> [Given instruction] Return each line in the rows below that contains the word "leaf", matching case exactly.

## begin Dataset extract

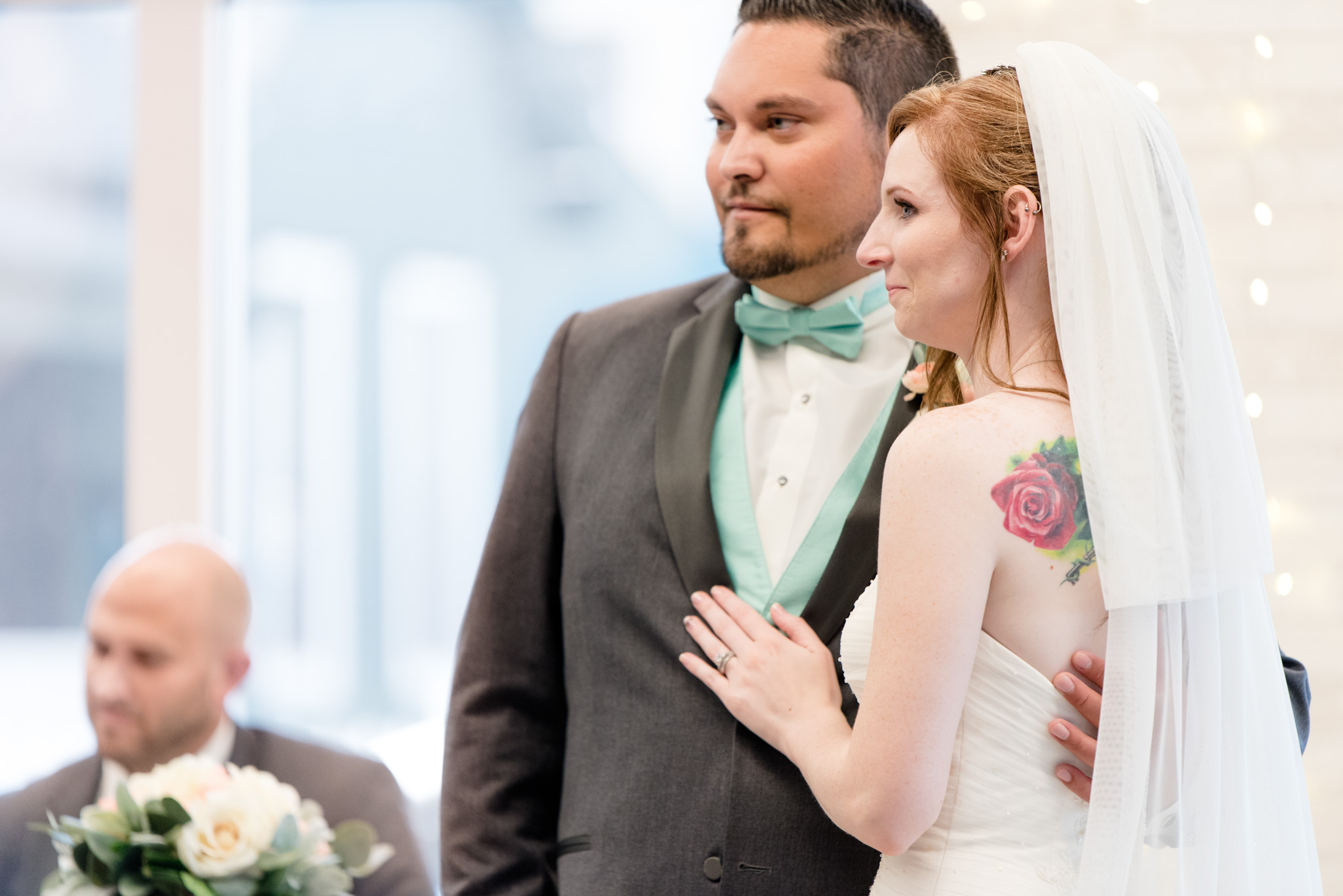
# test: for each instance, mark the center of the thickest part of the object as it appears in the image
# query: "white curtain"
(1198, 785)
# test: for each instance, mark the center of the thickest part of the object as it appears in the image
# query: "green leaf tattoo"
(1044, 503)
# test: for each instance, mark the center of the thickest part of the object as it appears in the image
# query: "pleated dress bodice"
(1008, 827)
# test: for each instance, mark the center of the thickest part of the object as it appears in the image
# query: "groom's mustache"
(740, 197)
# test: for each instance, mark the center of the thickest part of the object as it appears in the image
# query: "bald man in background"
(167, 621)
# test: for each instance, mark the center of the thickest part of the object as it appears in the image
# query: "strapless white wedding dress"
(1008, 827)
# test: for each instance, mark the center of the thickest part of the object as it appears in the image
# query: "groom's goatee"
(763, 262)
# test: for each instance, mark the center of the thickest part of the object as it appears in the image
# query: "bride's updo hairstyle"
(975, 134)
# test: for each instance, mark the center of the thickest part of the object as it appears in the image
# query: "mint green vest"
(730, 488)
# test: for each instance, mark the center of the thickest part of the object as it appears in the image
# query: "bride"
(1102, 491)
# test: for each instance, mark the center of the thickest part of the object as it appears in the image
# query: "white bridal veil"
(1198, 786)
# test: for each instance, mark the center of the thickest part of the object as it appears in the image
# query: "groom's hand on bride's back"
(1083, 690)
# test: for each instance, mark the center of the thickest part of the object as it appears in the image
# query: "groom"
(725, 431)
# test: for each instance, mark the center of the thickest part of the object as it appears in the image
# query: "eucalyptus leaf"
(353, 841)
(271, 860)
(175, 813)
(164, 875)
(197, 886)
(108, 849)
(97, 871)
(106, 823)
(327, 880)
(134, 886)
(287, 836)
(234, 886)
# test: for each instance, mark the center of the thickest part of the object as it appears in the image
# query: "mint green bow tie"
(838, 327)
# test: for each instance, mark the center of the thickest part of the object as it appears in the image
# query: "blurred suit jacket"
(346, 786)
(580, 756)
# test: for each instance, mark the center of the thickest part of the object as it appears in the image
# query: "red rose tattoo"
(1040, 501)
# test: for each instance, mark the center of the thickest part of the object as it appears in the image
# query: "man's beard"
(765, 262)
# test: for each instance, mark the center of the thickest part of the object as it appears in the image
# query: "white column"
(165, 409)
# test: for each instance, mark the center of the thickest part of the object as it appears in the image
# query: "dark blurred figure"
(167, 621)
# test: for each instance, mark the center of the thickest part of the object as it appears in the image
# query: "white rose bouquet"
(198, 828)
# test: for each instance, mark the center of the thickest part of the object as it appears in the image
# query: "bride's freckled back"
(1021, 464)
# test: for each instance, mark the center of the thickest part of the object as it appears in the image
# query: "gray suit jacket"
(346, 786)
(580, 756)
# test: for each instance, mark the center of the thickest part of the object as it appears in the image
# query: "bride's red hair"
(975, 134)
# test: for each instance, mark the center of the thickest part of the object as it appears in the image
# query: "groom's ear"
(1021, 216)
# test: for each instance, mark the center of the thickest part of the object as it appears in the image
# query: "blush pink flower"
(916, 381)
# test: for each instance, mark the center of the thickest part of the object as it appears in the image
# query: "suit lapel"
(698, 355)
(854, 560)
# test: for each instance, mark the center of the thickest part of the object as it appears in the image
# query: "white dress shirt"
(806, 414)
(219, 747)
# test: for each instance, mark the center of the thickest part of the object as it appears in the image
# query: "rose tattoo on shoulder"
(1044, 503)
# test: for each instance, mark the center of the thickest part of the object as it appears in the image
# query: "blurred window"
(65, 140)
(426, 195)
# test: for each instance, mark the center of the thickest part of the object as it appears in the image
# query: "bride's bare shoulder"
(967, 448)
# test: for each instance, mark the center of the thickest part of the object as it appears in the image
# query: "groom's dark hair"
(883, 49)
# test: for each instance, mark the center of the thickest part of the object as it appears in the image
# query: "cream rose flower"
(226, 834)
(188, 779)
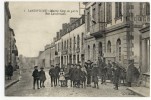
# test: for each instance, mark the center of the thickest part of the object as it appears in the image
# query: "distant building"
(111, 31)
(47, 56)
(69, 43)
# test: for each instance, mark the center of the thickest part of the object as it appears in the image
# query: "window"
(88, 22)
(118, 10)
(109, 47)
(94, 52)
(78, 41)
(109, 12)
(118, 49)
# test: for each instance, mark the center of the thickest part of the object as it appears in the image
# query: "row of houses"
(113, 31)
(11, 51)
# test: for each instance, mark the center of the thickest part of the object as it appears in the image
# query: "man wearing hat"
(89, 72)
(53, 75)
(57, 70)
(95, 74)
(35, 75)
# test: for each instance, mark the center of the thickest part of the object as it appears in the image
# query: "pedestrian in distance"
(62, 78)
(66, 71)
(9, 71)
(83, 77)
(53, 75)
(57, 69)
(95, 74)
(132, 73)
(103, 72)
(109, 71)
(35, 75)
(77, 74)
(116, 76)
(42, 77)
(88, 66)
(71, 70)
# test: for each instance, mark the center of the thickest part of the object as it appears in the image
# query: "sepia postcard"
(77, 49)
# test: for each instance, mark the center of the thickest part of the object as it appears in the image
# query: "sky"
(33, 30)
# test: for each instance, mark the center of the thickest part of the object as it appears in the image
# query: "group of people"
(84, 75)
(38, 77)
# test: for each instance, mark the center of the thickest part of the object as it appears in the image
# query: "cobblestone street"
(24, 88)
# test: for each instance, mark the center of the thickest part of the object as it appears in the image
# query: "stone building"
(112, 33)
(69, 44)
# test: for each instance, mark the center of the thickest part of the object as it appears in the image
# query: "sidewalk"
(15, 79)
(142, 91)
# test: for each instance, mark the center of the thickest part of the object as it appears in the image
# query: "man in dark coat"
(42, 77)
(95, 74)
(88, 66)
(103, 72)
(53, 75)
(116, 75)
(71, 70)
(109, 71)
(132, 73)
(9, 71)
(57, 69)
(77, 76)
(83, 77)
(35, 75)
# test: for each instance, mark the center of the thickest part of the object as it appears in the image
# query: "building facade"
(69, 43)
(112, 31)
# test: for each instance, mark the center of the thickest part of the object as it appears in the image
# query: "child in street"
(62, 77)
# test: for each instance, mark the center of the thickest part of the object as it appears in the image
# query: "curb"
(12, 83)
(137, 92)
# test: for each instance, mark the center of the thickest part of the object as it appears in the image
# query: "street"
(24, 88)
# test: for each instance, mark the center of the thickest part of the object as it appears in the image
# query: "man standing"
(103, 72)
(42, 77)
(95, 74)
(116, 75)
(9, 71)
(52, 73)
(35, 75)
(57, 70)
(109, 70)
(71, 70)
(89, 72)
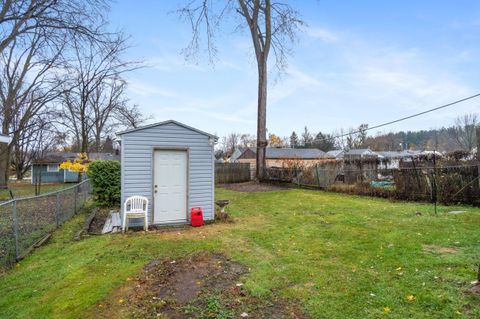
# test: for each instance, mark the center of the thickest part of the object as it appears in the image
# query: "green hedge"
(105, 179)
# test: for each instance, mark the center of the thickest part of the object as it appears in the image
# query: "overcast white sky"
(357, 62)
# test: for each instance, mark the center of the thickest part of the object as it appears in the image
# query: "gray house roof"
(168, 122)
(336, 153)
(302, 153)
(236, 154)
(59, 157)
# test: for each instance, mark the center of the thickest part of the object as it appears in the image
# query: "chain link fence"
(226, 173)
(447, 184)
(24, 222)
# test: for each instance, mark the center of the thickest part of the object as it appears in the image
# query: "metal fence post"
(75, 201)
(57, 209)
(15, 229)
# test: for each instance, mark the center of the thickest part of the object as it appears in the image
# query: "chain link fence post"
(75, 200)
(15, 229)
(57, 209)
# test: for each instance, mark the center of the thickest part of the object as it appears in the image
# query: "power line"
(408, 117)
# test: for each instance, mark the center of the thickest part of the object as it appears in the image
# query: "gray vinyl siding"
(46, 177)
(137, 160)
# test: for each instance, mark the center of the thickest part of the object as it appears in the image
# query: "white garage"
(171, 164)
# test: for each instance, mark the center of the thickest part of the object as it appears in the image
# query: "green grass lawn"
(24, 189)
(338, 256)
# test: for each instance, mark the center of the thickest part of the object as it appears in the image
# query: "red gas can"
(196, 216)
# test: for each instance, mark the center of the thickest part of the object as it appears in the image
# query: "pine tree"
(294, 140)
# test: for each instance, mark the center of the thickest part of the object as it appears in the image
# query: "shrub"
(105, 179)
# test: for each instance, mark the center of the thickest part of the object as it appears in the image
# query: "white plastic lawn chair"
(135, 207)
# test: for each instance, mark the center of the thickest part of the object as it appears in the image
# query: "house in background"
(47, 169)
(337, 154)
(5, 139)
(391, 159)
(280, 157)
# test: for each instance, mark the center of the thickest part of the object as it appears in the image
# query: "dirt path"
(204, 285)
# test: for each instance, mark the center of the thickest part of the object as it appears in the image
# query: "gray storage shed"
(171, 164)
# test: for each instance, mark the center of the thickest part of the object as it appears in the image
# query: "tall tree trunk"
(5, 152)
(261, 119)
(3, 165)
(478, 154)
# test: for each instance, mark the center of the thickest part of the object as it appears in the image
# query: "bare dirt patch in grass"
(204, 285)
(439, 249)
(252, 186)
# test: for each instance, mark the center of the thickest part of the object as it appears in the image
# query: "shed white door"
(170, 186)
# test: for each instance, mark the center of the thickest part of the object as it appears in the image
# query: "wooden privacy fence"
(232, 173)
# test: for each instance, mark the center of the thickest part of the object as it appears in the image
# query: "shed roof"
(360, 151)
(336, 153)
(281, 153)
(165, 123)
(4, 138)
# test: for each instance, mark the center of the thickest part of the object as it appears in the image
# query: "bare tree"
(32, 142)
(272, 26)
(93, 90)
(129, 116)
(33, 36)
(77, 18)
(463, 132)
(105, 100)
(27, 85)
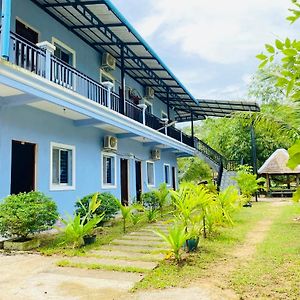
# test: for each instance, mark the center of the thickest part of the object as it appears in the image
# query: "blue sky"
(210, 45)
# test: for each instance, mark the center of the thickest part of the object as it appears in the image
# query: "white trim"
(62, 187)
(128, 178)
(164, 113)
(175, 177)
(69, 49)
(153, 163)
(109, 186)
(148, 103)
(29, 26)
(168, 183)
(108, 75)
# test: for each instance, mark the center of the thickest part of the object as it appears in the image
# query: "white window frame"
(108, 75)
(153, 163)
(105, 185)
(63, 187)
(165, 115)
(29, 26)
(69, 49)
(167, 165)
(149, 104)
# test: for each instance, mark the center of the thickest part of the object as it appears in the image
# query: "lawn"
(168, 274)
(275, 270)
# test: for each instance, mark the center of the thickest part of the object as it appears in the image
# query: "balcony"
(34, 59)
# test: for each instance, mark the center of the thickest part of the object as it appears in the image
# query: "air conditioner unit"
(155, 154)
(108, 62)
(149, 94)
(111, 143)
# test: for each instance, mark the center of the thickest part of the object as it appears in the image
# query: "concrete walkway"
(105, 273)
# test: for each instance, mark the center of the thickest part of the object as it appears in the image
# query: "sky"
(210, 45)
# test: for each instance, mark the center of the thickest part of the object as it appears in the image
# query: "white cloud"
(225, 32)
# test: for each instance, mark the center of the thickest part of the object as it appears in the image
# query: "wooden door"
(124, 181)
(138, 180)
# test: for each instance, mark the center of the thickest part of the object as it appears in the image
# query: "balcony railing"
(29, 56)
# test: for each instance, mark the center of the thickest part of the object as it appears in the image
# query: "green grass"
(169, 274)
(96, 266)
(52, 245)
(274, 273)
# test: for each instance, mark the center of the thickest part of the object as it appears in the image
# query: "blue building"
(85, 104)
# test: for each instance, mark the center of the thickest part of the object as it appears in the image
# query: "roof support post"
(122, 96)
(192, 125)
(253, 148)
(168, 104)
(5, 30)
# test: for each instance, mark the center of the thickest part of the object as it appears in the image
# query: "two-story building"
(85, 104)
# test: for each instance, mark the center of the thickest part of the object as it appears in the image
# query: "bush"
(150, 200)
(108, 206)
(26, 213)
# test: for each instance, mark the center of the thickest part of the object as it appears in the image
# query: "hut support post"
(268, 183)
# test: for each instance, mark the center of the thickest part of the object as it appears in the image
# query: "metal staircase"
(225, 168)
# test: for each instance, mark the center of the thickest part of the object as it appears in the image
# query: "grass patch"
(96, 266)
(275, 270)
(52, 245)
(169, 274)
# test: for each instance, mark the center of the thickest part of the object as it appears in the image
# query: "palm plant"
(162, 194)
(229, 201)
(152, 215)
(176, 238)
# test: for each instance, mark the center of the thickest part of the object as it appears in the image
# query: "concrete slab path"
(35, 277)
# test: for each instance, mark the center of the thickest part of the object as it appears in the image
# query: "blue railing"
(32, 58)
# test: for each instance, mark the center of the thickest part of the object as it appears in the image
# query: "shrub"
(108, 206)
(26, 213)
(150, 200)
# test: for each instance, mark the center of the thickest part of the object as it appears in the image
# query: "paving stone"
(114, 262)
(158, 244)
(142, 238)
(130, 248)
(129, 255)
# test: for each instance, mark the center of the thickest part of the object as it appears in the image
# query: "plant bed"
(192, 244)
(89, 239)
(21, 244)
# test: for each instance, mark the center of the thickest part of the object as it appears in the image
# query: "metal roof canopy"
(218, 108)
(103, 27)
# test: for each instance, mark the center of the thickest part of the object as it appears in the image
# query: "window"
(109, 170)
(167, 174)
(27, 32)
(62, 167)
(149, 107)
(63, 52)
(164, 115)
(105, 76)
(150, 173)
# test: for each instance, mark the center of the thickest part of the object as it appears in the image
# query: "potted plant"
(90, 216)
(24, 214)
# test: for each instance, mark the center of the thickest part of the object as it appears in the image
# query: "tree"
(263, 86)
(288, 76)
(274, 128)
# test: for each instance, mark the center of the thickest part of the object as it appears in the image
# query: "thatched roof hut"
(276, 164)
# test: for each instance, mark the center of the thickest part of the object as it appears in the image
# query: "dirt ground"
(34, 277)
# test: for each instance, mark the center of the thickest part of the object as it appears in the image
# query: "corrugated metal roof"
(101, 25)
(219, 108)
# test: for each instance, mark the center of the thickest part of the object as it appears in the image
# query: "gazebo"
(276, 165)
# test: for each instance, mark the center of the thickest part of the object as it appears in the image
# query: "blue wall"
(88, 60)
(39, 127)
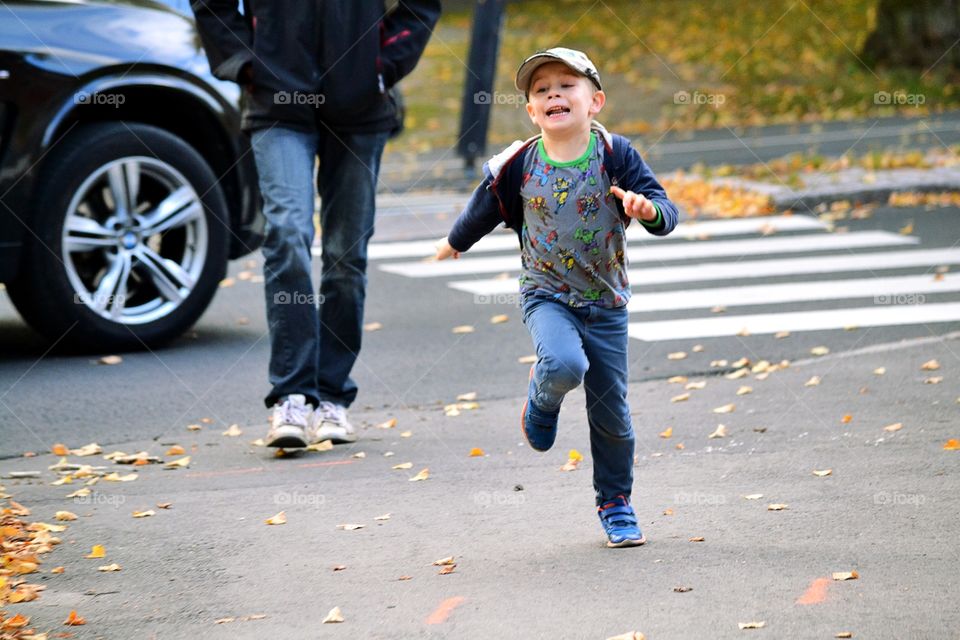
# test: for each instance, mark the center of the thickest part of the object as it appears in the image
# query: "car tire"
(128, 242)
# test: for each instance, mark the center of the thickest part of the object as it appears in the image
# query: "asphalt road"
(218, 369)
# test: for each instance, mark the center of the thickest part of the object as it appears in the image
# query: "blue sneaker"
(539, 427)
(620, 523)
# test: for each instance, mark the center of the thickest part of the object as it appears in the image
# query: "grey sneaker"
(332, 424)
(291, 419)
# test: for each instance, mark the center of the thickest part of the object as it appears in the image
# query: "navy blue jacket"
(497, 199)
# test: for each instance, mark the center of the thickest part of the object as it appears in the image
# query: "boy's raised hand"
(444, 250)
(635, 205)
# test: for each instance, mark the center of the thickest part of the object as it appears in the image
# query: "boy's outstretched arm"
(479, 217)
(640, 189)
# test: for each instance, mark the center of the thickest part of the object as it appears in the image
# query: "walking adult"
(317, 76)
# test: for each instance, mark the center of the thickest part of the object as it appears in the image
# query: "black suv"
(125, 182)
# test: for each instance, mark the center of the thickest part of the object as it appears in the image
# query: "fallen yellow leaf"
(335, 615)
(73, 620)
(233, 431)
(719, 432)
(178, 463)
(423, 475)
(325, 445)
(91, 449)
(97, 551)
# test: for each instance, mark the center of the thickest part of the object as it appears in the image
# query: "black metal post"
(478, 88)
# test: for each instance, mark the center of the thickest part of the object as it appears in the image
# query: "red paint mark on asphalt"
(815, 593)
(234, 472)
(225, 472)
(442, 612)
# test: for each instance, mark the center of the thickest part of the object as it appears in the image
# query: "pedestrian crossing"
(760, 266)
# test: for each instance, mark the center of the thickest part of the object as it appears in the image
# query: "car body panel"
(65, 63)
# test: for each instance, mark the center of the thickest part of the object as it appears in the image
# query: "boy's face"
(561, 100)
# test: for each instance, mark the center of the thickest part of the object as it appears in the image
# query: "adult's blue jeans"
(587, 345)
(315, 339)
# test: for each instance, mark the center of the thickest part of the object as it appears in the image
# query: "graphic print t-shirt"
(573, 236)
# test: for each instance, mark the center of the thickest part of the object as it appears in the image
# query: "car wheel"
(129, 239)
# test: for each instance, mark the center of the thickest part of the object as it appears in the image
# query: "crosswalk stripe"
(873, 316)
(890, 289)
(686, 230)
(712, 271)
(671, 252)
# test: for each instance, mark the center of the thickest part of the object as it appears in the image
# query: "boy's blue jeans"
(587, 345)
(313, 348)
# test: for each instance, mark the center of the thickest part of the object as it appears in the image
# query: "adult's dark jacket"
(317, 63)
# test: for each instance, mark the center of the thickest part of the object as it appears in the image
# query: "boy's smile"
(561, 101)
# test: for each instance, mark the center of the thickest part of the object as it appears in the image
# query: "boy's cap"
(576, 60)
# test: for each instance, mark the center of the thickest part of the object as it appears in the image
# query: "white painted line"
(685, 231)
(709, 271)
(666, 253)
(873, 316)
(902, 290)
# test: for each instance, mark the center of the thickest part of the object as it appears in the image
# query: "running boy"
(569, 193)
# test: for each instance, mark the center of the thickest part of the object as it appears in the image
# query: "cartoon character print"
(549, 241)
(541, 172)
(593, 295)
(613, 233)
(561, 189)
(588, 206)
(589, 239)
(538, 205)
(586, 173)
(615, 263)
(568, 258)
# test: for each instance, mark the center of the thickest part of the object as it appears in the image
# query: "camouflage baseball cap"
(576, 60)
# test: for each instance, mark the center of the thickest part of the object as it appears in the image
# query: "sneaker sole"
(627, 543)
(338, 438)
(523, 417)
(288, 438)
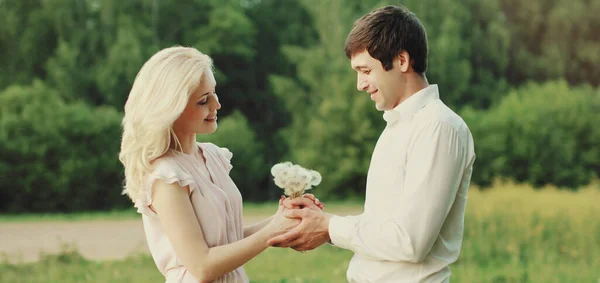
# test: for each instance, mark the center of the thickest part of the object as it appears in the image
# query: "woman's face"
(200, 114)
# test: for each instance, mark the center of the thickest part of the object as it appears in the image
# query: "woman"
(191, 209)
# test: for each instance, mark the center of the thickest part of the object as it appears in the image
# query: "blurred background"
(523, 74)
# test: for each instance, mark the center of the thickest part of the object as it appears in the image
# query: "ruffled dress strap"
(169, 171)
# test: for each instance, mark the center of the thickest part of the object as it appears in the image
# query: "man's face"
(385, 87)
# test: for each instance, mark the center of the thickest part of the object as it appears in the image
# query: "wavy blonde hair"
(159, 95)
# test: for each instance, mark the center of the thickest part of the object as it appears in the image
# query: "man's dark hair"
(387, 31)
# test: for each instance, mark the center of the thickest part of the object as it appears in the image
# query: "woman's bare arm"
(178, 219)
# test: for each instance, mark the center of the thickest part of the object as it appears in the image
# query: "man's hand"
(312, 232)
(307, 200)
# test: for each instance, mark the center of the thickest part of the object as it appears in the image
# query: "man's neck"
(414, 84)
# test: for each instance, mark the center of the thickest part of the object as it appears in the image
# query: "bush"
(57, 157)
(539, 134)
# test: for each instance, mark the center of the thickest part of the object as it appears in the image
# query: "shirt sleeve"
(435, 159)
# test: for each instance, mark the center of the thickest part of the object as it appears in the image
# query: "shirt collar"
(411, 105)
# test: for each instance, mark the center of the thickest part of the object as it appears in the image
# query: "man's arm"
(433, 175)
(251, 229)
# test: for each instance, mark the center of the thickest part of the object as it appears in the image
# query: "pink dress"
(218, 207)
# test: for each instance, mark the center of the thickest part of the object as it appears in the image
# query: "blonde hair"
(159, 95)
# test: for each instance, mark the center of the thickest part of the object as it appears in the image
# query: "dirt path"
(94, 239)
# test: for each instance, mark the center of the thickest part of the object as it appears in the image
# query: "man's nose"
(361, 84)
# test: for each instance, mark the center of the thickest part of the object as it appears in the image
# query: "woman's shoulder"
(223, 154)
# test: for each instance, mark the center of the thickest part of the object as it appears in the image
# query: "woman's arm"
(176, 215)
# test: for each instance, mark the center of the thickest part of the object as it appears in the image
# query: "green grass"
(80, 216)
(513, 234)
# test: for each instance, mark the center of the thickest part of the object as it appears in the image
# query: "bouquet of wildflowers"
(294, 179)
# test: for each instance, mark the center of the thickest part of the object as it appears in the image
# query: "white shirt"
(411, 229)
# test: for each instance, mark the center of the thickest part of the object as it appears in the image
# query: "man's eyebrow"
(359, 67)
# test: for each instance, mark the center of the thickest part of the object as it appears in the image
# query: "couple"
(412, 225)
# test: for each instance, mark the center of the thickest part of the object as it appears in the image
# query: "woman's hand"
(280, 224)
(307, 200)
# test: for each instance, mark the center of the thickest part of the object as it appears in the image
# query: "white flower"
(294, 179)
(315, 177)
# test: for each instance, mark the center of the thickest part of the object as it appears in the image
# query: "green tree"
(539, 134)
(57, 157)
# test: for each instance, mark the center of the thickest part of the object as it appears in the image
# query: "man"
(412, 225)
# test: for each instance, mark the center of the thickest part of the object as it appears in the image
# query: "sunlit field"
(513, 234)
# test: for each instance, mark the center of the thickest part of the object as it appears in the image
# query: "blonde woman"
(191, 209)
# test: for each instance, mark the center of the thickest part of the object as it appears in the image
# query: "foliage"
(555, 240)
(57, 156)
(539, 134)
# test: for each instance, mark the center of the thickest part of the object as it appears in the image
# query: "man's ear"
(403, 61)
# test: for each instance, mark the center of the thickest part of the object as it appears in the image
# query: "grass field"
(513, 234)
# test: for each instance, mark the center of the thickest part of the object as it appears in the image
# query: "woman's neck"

## end Dataset extract

> [Response to the task]
# query: "green leaf tattoo"
# query: "eucalyptus leaf"
# query: "fallen yellow leaf"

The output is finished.